- Exercise requirements: The count of lines below that include the string "incense" is the whole answer.

═══ Records for this task ═══

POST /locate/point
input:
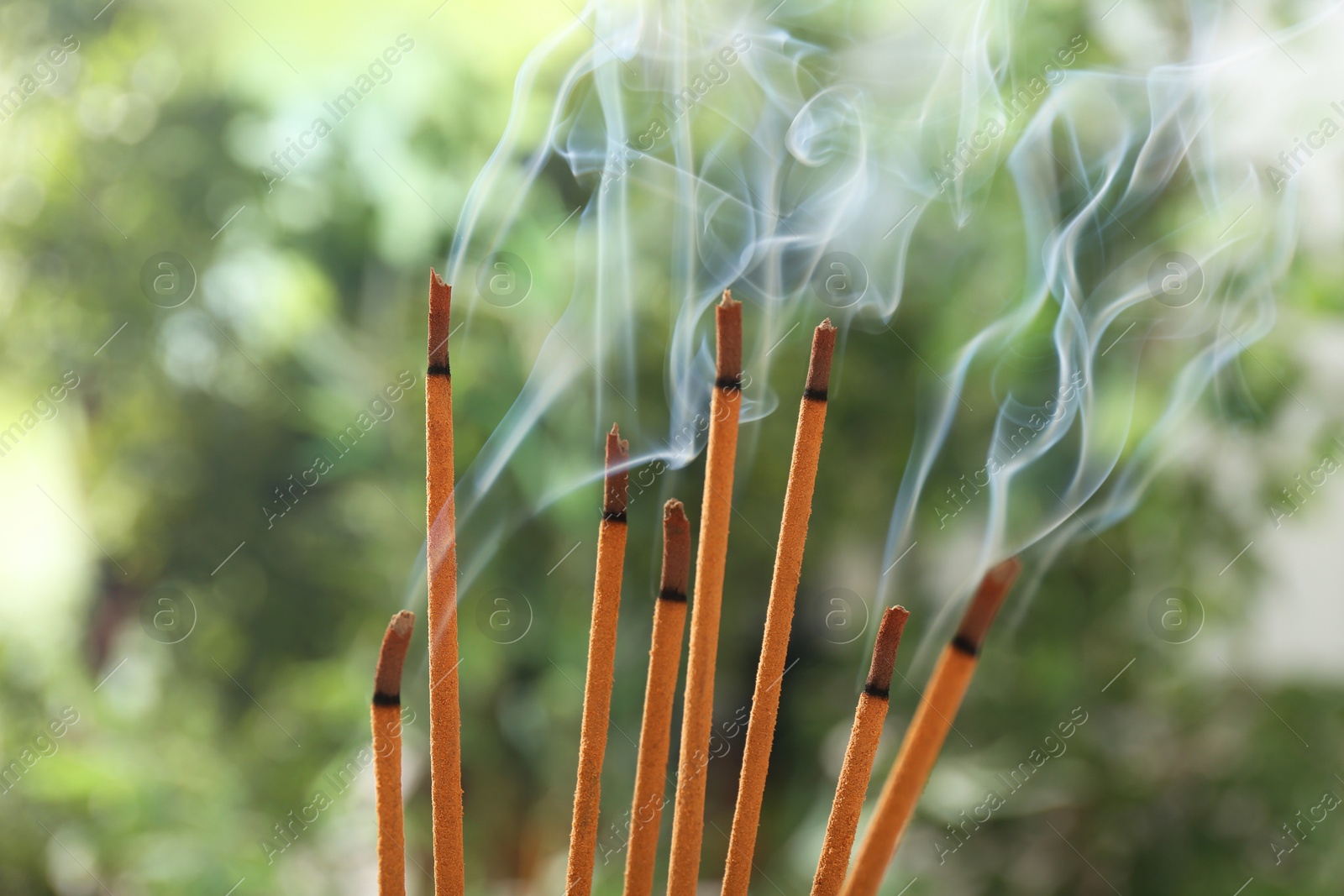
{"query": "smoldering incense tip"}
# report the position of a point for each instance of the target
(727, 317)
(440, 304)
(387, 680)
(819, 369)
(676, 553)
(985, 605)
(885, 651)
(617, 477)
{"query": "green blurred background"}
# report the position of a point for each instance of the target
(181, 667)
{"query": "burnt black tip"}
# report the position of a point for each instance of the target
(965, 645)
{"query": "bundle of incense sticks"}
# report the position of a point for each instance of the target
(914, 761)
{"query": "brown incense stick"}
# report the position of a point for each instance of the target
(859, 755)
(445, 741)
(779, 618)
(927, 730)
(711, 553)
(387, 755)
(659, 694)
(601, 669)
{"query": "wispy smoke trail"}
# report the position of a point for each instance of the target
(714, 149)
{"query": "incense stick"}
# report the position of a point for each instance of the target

═══

- Finished exercise: 4